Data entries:
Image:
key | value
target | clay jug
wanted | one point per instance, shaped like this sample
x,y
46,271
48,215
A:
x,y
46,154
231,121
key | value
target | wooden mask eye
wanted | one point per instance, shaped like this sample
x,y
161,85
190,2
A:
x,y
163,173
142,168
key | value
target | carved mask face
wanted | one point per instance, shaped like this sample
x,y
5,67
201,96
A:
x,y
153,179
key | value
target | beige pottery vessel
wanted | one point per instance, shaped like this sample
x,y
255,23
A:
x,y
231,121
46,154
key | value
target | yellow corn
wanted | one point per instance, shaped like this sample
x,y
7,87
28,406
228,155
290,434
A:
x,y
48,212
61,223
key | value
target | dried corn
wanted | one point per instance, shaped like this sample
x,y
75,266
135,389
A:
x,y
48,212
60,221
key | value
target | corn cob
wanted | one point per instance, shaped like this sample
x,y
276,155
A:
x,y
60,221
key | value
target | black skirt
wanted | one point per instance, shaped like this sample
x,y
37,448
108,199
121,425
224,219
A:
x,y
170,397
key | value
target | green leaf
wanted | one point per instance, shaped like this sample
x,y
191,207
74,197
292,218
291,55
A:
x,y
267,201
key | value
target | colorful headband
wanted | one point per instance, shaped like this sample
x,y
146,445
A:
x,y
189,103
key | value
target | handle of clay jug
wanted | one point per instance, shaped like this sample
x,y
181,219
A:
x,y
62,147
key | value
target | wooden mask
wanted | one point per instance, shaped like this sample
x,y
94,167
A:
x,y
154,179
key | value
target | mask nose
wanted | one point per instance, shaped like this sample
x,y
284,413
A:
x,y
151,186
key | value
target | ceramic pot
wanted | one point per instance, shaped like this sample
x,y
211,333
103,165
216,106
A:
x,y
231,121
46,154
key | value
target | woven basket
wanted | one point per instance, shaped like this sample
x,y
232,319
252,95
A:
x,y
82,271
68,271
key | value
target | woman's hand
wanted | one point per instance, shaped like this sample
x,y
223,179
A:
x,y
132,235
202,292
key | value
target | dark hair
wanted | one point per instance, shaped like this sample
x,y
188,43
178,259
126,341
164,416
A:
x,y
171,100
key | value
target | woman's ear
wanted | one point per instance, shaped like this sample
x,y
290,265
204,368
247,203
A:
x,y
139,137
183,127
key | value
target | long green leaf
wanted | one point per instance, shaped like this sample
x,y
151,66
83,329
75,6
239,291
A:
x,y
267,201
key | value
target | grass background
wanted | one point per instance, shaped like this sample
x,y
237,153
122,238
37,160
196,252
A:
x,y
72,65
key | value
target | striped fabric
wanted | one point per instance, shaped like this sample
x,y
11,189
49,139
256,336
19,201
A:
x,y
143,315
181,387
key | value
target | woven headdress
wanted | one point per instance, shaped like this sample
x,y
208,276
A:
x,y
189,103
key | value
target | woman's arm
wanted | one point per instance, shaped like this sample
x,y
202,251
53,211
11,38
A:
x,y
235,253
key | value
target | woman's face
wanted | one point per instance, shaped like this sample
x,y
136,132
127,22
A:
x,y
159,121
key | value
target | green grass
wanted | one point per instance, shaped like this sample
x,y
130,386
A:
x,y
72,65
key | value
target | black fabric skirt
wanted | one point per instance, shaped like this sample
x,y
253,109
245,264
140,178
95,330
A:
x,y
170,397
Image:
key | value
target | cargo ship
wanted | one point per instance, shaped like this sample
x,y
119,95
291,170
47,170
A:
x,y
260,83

#### [WHAT IS ASKED]
Which lines in the material above contain the string "face"? Pull out each one.

#### [RESULT FOR THIS TASK]
target | carved mask face
target | woman's face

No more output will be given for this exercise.